_DATASET CONTENT_.
▬▬▬▬▬▬▬▬▬▬
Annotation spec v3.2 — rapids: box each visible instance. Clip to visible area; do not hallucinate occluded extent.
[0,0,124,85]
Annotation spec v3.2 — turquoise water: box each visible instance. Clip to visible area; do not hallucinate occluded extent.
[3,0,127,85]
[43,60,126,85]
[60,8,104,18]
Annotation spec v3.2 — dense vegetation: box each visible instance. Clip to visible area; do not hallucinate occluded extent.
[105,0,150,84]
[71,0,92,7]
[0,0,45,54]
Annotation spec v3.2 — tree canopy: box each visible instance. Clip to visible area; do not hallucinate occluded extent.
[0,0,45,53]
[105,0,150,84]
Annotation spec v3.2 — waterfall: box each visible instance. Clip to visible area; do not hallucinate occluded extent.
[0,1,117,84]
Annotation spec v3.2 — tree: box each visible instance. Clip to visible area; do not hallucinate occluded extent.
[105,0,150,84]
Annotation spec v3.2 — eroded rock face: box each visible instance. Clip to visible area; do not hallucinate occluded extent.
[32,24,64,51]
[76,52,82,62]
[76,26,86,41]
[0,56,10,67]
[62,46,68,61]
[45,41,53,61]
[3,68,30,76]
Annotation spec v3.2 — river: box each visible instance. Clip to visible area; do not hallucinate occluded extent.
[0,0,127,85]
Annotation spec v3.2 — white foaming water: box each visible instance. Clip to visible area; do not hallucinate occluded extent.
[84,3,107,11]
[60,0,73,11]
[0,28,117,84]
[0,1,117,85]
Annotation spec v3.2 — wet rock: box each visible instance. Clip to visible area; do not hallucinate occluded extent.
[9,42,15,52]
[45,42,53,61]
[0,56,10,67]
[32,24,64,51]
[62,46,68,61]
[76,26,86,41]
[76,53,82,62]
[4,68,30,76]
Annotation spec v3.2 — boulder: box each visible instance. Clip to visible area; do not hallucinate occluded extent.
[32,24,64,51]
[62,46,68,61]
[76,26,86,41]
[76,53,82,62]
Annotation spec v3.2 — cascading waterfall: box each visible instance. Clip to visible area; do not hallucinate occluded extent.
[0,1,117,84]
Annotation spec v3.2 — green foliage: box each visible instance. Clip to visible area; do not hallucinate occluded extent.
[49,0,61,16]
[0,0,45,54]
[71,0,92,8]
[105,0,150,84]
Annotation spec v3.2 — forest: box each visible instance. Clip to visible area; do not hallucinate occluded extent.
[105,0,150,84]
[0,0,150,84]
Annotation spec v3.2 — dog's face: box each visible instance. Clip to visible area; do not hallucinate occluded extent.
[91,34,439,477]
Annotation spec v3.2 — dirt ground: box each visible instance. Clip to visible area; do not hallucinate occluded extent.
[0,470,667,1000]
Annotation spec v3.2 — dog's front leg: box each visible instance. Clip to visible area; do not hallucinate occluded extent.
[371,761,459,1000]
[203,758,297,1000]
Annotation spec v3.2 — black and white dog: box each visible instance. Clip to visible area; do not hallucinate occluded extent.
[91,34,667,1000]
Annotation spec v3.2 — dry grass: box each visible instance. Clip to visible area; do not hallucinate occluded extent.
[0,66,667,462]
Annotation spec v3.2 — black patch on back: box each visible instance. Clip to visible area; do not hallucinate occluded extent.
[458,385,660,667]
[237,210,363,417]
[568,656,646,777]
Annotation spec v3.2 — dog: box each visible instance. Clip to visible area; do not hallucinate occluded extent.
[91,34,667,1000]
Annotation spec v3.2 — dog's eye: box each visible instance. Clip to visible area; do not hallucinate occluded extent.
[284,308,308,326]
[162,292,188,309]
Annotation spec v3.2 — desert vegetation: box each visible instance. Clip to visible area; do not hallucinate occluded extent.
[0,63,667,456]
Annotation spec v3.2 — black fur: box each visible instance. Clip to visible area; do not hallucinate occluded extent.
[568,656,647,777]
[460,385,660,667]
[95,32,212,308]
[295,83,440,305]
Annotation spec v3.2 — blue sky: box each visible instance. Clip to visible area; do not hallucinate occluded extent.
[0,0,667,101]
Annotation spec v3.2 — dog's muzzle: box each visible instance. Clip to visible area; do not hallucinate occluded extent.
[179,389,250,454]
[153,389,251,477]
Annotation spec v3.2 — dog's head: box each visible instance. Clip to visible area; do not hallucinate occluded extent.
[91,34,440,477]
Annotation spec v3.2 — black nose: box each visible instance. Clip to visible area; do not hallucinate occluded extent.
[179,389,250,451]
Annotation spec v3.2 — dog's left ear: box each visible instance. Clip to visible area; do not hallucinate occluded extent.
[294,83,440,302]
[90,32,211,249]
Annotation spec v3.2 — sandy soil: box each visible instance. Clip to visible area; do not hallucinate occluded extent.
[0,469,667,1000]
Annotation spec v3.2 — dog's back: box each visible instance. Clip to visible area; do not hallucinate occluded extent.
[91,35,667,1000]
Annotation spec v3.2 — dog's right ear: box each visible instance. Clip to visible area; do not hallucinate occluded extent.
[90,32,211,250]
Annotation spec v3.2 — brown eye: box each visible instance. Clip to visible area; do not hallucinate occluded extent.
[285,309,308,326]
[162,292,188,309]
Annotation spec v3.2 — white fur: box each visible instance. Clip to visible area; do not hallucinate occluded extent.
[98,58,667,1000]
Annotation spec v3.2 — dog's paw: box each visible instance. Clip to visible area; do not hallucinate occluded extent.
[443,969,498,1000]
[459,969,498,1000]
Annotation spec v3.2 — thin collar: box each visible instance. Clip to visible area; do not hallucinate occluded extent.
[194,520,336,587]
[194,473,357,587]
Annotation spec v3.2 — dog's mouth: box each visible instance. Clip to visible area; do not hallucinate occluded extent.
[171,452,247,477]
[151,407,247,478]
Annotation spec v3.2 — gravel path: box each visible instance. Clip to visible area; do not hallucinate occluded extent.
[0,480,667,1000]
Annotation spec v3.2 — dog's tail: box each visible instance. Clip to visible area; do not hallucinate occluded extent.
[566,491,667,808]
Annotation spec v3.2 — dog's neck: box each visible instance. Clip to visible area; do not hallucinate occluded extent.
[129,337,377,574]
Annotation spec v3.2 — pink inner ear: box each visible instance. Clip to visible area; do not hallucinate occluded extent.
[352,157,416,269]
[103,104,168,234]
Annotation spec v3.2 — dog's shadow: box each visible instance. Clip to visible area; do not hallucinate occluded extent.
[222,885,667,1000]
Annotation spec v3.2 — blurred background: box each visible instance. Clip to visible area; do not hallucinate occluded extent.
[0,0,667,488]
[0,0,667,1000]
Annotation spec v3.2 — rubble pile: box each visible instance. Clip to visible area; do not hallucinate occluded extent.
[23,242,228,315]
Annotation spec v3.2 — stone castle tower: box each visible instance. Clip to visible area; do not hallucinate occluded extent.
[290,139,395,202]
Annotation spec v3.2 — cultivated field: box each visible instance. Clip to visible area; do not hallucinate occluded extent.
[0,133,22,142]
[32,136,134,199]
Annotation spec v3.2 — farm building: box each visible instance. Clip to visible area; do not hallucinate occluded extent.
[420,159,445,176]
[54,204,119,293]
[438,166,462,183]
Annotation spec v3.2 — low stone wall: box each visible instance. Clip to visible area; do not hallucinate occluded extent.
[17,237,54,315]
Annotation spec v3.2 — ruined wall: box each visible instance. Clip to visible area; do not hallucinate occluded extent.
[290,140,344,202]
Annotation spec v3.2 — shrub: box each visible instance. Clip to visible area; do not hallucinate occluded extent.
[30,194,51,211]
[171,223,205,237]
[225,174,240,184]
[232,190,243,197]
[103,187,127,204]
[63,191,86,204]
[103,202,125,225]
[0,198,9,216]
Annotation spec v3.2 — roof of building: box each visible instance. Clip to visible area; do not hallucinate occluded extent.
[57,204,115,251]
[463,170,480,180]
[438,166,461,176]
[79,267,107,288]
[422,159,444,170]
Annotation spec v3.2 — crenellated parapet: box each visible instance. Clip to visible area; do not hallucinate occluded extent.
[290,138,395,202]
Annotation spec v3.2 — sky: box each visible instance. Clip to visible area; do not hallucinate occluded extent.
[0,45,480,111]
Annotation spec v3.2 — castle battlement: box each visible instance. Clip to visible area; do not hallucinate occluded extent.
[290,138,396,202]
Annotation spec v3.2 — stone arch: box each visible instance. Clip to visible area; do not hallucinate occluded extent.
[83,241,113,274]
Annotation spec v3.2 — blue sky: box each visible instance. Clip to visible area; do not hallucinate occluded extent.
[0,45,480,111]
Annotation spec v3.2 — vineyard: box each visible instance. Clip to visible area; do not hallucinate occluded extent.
▬▬▬▬▬▬▬▬▬▬
_EXERCISE GOAL_.
Copy out every line of the records from the line with "Annotation spec v3.2 — dry" to the line with "[568,656,646,777]", both included. Keep the text lines unchanged and add 89 to each bounding box coordinate.

_ANSWER BELOW_.
Annotation spec v3.2 — dry grass: box each visible instance. Clip to visible area; do not hallucinate occluded extent.
[89,155,756,551]
Annotation spec v3.2 — black patch on back: box each visible instance. Clip to visible area; do not hallucinate occluded extent.
[547,474,749,756]
[326,299,452,506]
[657,745,735,866]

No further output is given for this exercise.